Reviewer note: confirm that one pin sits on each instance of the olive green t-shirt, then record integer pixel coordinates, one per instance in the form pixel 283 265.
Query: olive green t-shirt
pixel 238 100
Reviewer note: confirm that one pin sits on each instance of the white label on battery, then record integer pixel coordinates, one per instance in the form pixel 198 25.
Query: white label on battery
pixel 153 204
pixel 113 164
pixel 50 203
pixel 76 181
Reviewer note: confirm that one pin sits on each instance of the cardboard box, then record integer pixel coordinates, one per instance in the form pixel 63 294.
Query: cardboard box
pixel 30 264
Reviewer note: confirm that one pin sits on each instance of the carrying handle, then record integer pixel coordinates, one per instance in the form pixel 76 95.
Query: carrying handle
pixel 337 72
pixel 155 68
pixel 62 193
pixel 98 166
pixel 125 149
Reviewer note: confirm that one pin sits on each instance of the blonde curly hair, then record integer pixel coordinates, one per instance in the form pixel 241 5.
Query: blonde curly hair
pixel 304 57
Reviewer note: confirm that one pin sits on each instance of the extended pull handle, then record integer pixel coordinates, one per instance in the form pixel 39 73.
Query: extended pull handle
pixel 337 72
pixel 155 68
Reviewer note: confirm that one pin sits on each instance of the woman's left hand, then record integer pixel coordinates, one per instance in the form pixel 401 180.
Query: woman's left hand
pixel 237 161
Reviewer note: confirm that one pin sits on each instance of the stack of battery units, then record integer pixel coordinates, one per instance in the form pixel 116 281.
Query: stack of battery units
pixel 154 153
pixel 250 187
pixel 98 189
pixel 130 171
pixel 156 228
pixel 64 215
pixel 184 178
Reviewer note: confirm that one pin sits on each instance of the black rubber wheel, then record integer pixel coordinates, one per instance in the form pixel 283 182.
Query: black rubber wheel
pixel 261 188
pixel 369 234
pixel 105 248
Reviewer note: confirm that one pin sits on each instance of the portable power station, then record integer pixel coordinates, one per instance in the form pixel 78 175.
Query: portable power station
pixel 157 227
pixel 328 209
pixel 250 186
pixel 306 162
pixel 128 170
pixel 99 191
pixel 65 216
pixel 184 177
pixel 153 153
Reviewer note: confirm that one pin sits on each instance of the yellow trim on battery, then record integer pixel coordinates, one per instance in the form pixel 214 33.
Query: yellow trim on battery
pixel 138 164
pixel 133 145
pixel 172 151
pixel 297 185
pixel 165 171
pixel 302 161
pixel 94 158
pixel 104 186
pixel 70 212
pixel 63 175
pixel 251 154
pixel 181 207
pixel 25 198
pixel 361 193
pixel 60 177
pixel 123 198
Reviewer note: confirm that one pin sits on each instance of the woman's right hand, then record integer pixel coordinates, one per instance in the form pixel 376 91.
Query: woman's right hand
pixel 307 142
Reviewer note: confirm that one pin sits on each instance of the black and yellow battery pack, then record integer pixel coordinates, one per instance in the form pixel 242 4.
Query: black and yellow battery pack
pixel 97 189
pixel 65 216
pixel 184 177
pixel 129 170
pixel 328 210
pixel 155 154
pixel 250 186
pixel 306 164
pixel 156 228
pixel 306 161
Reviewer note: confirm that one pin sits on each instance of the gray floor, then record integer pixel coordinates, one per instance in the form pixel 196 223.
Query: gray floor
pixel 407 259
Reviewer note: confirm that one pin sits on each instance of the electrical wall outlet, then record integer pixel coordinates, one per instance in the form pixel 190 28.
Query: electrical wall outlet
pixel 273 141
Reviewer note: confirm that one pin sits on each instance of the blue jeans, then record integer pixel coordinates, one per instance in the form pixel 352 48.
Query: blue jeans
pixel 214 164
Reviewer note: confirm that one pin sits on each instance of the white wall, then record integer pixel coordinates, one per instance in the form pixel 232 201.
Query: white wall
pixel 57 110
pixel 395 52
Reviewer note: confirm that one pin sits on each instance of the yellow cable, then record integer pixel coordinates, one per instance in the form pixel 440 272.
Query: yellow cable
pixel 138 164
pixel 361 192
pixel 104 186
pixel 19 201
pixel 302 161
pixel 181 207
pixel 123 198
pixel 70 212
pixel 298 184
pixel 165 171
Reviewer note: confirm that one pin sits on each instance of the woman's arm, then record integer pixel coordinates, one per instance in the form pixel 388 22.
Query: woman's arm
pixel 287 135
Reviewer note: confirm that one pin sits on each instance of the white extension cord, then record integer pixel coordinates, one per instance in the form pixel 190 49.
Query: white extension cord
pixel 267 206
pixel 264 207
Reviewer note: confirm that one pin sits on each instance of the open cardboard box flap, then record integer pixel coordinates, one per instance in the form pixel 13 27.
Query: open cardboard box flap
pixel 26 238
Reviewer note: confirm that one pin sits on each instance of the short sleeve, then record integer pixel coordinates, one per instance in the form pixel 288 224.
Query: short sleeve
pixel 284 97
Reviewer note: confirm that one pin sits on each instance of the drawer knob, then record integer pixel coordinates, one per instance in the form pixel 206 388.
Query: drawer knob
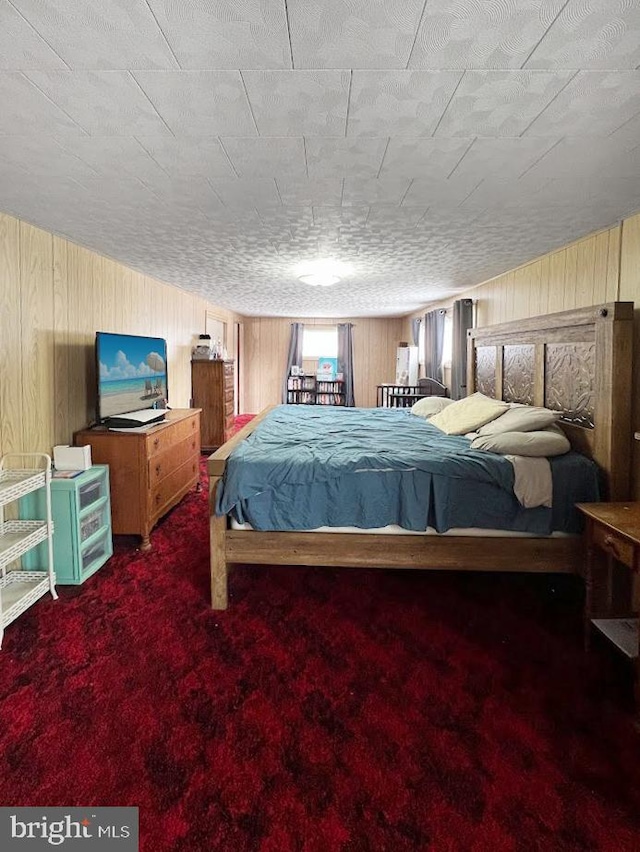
pixel 610 543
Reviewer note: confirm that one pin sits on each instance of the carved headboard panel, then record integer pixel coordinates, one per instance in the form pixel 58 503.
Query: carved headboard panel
pixel 576 362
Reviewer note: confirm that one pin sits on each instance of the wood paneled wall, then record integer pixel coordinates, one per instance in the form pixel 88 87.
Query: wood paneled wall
pixel 599 268
pixel 578 275
pixel 54 296
pixel 266 343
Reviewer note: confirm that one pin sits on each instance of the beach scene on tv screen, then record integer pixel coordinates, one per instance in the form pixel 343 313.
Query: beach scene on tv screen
pixel 132 373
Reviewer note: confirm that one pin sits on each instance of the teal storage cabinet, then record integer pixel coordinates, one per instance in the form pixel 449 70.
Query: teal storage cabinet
pixel 81 513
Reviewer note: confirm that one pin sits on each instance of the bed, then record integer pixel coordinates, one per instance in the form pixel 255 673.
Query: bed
pixel 576 362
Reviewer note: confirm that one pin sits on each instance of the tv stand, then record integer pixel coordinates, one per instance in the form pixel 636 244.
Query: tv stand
pixel 150 471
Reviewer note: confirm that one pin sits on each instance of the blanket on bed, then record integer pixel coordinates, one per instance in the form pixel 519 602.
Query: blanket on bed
pixel 306 467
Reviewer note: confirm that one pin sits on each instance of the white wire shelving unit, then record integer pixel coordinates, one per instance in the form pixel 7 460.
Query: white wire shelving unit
pixel 20 474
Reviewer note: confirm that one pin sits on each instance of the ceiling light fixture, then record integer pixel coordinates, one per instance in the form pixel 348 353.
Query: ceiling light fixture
pixel 319 279
pixel 322 272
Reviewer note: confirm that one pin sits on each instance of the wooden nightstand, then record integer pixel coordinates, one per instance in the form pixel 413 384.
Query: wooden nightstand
pixel 613 529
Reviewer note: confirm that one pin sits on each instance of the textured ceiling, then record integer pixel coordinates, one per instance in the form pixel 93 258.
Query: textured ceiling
pixel 219 144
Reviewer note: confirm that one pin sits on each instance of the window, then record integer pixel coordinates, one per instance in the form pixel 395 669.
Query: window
pixel 320 341
pixel 447 342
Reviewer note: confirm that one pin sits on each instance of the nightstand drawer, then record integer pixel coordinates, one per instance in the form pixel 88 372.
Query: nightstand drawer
pixel 613 543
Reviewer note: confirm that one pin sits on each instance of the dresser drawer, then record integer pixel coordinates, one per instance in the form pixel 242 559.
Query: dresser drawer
pixel 614 544
pixel 163 439
pixel 163 464
pixel 164 492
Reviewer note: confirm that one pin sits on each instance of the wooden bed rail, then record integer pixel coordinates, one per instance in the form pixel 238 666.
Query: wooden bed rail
pixel 216 464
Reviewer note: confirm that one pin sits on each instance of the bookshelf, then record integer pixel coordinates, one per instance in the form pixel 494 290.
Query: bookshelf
pixel 307 390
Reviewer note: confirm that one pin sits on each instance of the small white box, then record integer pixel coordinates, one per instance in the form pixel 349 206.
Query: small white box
pixel 71 458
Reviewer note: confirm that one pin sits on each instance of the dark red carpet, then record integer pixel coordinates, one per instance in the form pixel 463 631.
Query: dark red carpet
pixel 346 710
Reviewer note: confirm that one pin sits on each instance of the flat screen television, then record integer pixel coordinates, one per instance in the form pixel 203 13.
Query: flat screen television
pixel 131 372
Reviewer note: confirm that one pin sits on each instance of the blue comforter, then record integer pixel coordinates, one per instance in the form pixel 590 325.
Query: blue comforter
pixel 305 467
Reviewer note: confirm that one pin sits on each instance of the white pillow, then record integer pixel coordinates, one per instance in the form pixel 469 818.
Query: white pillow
pixel 430 405
pixel 521 418
pixel 466 415
pixel 546 442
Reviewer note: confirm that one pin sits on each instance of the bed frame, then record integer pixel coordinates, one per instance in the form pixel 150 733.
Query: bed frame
pixel 578 362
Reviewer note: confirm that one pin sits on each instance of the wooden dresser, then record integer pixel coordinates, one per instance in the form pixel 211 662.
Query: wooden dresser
pixel 212 391
pixel 150 471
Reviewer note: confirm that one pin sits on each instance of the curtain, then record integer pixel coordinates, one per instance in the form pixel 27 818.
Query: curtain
pixel 345 359
pixel 294 356
pixel 462 321
pixel 415 331
pixel 433 343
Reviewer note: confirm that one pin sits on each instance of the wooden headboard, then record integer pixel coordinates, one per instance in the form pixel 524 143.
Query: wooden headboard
pixel 578 362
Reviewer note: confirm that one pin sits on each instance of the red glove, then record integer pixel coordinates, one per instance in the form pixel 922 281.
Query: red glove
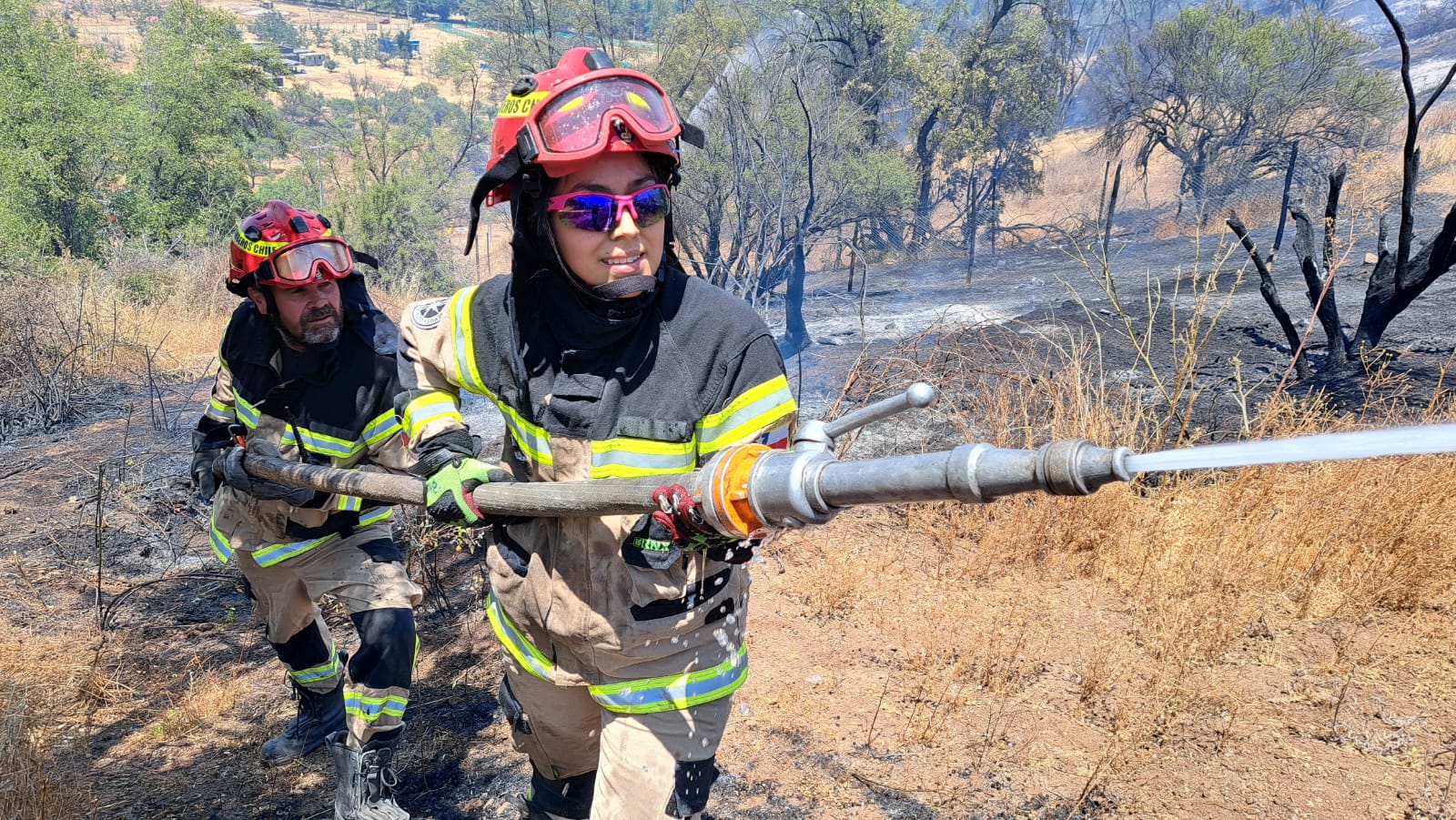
pixel 679 514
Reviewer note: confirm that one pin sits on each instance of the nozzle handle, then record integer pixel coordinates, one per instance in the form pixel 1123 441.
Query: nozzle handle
pixel 917 395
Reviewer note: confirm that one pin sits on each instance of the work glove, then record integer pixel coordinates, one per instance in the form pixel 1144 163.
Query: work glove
pixel 660 538
pixel 448 490
pixel 207 448
pixel 259 488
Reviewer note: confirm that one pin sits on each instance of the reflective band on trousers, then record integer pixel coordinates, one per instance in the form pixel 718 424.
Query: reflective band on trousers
pixel 666 693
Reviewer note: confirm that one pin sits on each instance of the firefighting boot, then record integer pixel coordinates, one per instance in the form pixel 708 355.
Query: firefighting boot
pixel 319 715
pixel 366 779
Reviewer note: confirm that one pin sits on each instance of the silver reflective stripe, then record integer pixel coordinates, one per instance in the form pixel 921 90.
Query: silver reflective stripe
pixel 529 657
pixel 630 463
pixel 674 692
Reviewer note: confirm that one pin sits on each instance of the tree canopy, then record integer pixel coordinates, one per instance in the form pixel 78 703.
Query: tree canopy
pixel 1222 87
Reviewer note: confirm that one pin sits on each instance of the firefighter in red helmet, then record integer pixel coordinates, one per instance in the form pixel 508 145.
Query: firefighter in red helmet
pixel 622 635
pixel 308 363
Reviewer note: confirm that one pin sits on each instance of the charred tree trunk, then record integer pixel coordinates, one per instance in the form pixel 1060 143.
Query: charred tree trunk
pixel 1283 208
pixel 1270 291
pixel 1390 293
pixel 1400 278
pixel 1320 286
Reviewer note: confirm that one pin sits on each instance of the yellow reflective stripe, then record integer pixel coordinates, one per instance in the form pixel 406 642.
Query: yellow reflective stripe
pixel 431 407
pixel 674 692
pixel 247 412
pixel 317 673
pixel 322 443
pixel 220 546
pixel 628 458
pixel 533 440
pixel 465 341
pixel 376 516
pixel 662 693
pixel 370 710
pixel 220 411
pixel 280 552
pixel 529 657
pixel 385 426
pixel 752 412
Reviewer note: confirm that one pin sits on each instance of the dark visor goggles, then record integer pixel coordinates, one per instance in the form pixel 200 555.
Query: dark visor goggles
pixel 579 121
pixel 309 262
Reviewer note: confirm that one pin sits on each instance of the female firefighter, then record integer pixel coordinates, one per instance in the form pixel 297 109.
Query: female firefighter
pixel 623 637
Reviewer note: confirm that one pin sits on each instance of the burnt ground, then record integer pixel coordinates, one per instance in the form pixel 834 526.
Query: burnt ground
pixel 160 711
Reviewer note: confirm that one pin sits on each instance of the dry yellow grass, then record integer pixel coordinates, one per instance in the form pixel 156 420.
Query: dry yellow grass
pixel 1103 643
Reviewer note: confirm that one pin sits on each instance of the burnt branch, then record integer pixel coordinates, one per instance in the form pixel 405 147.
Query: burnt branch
pixel 1337 182
pixel 1318 286
pixel 1388 293
pixel 1270 291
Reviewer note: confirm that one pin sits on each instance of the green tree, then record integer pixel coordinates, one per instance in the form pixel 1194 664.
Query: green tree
pixel 1225 91
pixel 985 96
pixel 274 26
pixel 198 102
pixel 56 140
pixel 788 162
pixel 386 160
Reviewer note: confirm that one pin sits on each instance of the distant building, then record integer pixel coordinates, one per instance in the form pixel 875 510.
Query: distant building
pixel 388 46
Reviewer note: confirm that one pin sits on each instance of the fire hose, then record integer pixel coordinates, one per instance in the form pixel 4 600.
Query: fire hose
pixel 750 488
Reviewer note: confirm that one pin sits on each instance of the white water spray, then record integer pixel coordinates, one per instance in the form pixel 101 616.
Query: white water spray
pixel 1324 448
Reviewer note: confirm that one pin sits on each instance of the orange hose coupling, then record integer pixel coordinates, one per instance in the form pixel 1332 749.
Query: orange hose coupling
pixel 723 491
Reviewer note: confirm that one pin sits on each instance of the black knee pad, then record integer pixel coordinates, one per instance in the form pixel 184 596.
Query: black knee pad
pixel 386 655
pixel 568 797
pixel 305 650
pixel 691 786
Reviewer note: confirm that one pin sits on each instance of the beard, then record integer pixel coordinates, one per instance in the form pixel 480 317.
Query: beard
pixel 313 329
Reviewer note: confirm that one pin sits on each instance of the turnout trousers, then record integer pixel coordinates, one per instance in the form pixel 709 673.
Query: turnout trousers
pixel 647 766
pixel 361 572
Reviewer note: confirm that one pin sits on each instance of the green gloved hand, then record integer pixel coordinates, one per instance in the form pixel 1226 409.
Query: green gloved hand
pixel 448 490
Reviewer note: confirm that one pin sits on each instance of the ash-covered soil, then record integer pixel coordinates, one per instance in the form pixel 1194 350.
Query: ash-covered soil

**REQUIRED WORK:** Can you reproduce the entries word for word, from the start through the line that contains "pixel 304 57"?

**RESULT OF THIS TASK:**
Reviewer note: confirm that one pin sits on each instance of the olive green t-shirt, then record integer pixel coordinates, one per instance in the form pixel 283 265.
Query: olive green t-shirt
pixel 238 100
Reviewer note: confirm that one pin sits on each instance of the white label on battery, then record integer pixel coordinates, one per instance in the form pixel 198 25.
Query: white label on battery
pixel 153 204
pixel 113 164
pixel 50 203
pixel 76 181
Reviewer note: confirm that one pin sits on each instance of the cardboard box, then record integer pixel coordinates, one per instance in the form pixel 63 294.
Query: cardboard box
pixel 30 264
Reviewer note: confirm that one pin sits on each instance of the carrying handle, then record integer pixel coordinates, one per instance in the form pixel 76 95.
Query: carrying handle
pixel 337 72
pixel 155 68
pixel 62 193
pixel 98 166
pixel 125 149
Reviewer note: confirm that one pin sits on each instance of the blonde curly hair, then record integer pixel coordinates, one per instance in the form pixel 241 5.
Query: blonde curly hair
pixel 304 57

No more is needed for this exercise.